Given exercise:
Copy the listing below word for word, leaving out the pictures.

Supplied information:
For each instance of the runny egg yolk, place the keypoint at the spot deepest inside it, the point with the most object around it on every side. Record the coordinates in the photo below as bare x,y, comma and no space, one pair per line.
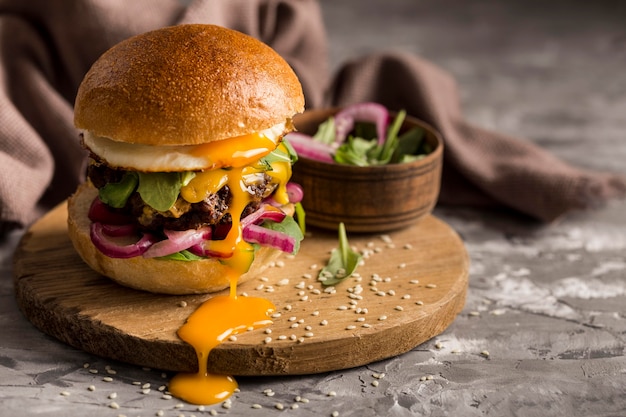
225,315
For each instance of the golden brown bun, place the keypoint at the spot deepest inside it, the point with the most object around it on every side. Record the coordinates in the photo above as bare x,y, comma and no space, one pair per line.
186,85
154,275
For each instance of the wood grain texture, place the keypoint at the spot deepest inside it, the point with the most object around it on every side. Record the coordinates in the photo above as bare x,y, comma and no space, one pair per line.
412,285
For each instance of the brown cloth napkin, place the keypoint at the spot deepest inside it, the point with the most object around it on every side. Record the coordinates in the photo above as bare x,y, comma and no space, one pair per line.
47,47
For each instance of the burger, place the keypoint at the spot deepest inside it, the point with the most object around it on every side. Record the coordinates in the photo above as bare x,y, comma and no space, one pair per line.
187,187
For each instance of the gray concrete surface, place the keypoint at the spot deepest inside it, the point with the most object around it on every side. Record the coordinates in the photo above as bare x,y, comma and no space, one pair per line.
547,303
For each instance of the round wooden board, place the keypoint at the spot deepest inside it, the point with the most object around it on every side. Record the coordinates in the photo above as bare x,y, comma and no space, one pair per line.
413,284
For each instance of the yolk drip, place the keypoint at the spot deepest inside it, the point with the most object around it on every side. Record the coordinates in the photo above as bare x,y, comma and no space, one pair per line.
214,321
238,151
225,315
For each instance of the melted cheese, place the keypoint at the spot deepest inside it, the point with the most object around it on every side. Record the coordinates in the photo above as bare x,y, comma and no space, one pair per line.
237,151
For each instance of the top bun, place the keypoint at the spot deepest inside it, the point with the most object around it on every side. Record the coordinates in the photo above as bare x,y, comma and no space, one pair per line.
186,85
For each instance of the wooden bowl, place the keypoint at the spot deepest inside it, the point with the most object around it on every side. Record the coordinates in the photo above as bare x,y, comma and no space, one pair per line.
368,199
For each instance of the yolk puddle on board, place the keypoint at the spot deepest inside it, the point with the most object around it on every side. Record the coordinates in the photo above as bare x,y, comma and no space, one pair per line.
224,315
215,320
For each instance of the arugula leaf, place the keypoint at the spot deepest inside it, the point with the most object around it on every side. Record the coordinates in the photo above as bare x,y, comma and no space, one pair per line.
117,194
159,190
355,151
409,145
342,263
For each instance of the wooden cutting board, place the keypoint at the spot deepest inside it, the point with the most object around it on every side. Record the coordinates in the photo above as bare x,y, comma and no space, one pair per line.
413,284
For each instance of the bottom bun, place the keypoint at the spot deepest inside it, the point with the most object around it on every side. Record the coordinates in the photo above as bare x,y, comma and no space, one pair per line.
150,274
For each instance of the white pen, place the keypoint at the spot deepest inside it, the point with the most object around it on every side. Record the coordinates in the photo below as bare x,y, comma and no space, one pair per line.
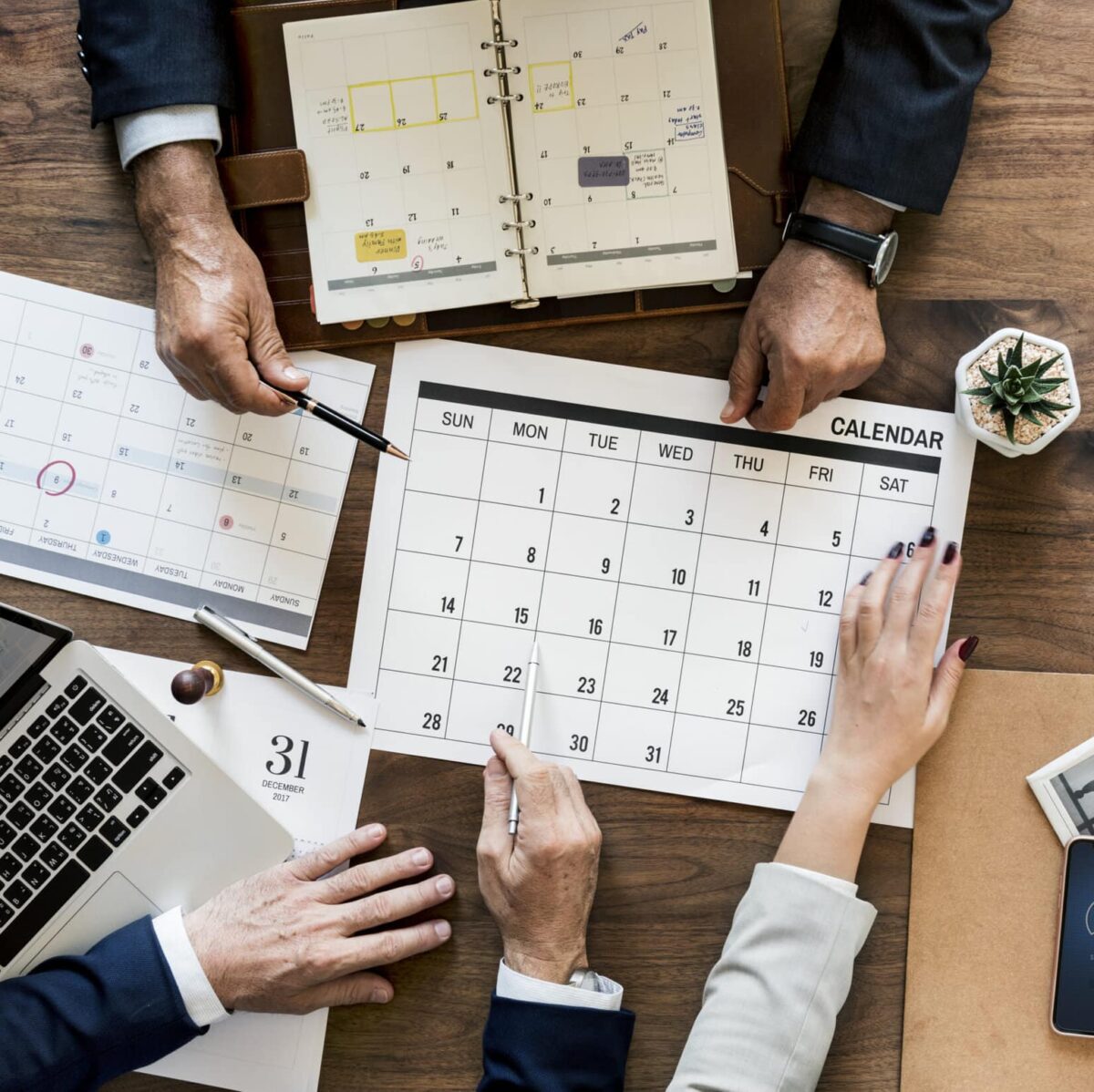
233,634
530,700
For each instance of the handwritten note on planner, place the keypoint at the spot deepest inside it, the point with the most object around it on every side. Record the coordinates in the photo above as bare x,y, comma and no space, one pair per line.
683,578
118,484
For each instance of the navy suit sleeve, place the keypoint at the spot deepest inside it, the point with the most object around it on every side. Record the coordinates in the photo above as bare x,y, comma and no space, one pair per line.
891,108
77,1021
553,1048
139,55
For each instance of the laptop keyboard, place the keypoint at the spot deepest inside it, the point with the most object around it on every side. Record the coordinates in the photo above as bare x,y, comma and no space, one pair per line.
75,785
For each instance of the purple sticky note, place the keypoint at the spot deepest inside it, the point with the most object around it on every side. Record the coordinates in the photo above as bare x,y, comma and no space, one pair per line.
603,170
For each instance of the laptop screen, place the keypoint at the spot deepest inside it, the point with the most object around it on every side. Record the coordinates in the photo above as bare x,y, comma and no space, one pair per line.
26,644
20,649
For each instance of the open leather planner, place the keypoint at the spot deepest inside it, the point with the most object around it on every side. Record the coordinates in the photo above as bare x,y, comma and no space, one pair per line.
468,167
481,152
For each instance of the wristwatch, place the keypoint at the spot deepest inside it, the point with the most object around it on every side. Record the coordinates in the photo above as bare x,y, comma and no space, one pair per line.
875,252
583,978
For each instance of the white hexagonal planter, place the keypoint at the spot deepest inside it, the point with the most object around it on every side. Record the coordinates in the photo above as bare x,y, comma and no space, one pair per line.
964,409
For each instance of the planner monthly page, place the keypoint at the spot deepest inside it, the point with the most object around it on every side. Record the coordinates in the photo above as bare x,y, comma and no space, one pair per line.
406,160
618,138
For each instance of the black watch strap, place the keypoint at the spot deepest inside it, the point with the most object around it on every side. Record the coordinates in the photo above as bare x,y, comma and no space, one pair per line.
851,242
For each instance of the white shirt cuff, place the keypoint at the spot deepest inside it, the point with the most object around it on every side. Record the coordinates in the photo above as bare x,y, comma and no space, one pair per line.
165,125
843,886
518,987
881,201
202,1005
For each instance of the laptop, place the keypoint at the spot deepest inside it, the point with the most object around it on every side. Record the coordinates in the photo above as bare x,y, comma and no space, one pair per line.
108,811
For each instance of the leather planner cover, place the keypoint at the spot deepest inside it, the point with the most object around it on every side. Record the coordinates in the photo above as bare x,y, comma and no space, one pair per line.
265,180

Result:
For each instance of the runny egg yolk, place the keypoint at the spot deepest inside it, the point with the most object around it on every side. Record the coordinates in the photo below as bare x,y, comma and no space, one pair per line.
225,315
For each instance of the golden brown bun, place the keypoint at the spot deepest inside it, the point with the most object around it on every side. Record the coordinates in the photo above as bare x,y, comma and no space, one pair per line.
186,85
154,275
For each instance of the wood grain texture, place the keypoint at the spot deepest inside it, the point with the most object around it on every side. Record the coordinates in the photo above as bare x,y, comma and no space, one pair per line.
412,285
For each instance of the brown cloth napkin, place the keypoint at the spot deepest inside it, the point with the most object around it on every side. Record the coordinates in the photo above as bare x,y, comma and no space, one pair per line.
47,47
For each instance of the burger, place the keypoint at the spot deepest inside it, the point with the most object around it on every side. Record the coordinates in the photo above as bare x,y, comma and no space, one pair per line.
187,187
For each instance of the gray concrete surface, place the keypoint at the spot deepest inside it, the point with the most object around it on every side. Record the coordinates in the photo above as bare x,y, comma and no space, one pair per line.
547,303
For each instance of the round wooden board, place the keypoint at the spot deepest inside it, the point with the most object around it on every side. Record the coordinates in the photo above as bare x,y, comma and no space, one pair per line.
413,284
For each instance of the yolk drip, place the keypoint at the spot deepest inside it, the point with the most object around it on every side. Record the coordinates in the photo above as bare x,y, comma and no space, one pair per line.
214,321
238,151
225,315
For each instance of the melted cheese, place the keypoint at the spot deepest inside it, the point with the most object around it on every side. Record the coordinates in the photo above as bare x,y, comma and no space, one pair per line.
237,151
For each instance of the top bun, place the keypoint at the spot deepest inside it, the point with the most object around it on every side. Record the coordinates in the photo above as bare x,y, comma and no space, one pair per line.
186,85
For each instance of the wooden bowl, place the keypoint at the spot deepest inside it, the point with the most object around it on every side. Record the coordinates in the photo above as bare x,y, comma and no space, one pair per line.
368,199
For each instance of the yolk puddle on board, place the keypoint at the spot deepest inside it, the point with the most object around it on every side. Record the coordinates in the photo above as bare x,y, comma and no space, one pair per line.
224,315
215,320
For each instance of the arugula leaf, place the keypoint at the spot deepest inside it, the point with the most object around it on every side. Record the coordinates in the photo above as bare x,y, comma and no space, one pair per line.
117,194
159,190
355,151
409,145
342,263
For each instance of the wooden cutting board, place the keypoint at the spot deepest inside it, the point with the most object around it on every side. Record the coordinates in the photo above as bare x,y, comma and no space, one pair per line.
413,284
For each instance of the bottom bun, place the keypoint at the spot deepest inside it, the point with the most object around it on every side. Record the coordinates in the photo above as bare x,y, comma and no space, one pair per line.
150,274
For each instance of the white pen, place the keypoint at the spot deepest inside it, the point with the most object around it on every side. Record the coordinates in the photo below as bare x,y, comma and no space, one pair per line.
233,634
530,700
For each instance of the handwritten note on planner, place the keypoint at the spot deepest inside it, the point with the most object around it on every side. Record the coordinates in the photo above as bare x,y, comma and no space, one pair per line.
683,578
118,484
For each instance of the navy suit sleeve, place the keypoint at the spot deepest inside it, the point with the most object around it on every side. Record the coordinates in the photo above as bare x,y, comma and no space, one pair per line.
891,108
77,1021
553,1048
139,55
For each instance of the laptop keyboard, place the keypoint at the spot deepest inside it, the point with the most object around it on every side. Record the coordinates in the photo above as bare x,y, comma and no space, one pair per line.
75,785
For each instance of the purple sticky note, place the keypoint at the spot deepest inside it, the point with the most object around it on every side. Record the coordinates in the photo above as bare x,y, comma and no space, one pair per line.
603,170
For each instance of the laptop screen, place the keypoint at the spot deepest inside it, the point with the most object around it on every side. Record the coordinates in the photo above as bare x,y, comma and no space, one pair per line.
26,644
20,649
For each instance of the open leather planner, place the keypoint at the spot deepest inside it, the point with the most object around it on every side. Record the coordinates in the photo above as bare x,y, comma and no space, one pair per line.
468,167
481,152
For each instance of the wristwatch, place the keypoint at the spot deepest inside it, the point with the most object around it on every side. Record the coordinates in the photo above as bare x,y, comma and no space, one pair per line.
875,252
583,978
For each instance of the white hexagonal planter, place the keypoint at the spot deepest inside it, the point with the most object around it on every side. Record the coordinates in the photo above as bare x,y, comma and no space, one pair per line.
964,409
For each instance of the planner monthly page, place the keypoint at the spot deepest inside it, the point with the most object around it on every side. Record the coordinates in the photo above as bare x,y, comma and no space, one pair per line.
406,160
618,138
For each instance of the black watch strap, place the keypoint at the spot deepest inside it, the point with the most object around it on every side. Record the coordinates in the photo above as bare x,y, comma and no space, one pair per line.
851,242
For each instance of the white shirt cuff, place the keypoint at the spot deepest inside it, the point with the most object around it on every side. Record the coordinates in the photo above as bare x,y, comma and no space, one pair per line.
165,125
843,886
518,987
881,201
202,1005
For each instance of the laptop, place the keypoint at the spot deepest inside it, the point with the most object around it on every side. Record the coordinates in the photo above as bare x,y, comma and no space, one pair per line.
108,811
For each instance of the leather planner cover, place the keypoint at the spot deepest inside it, the point with the most object around it on every side. Record the coordinates in the photo above as bare x,y, comma and no space, one pair per line.
265,180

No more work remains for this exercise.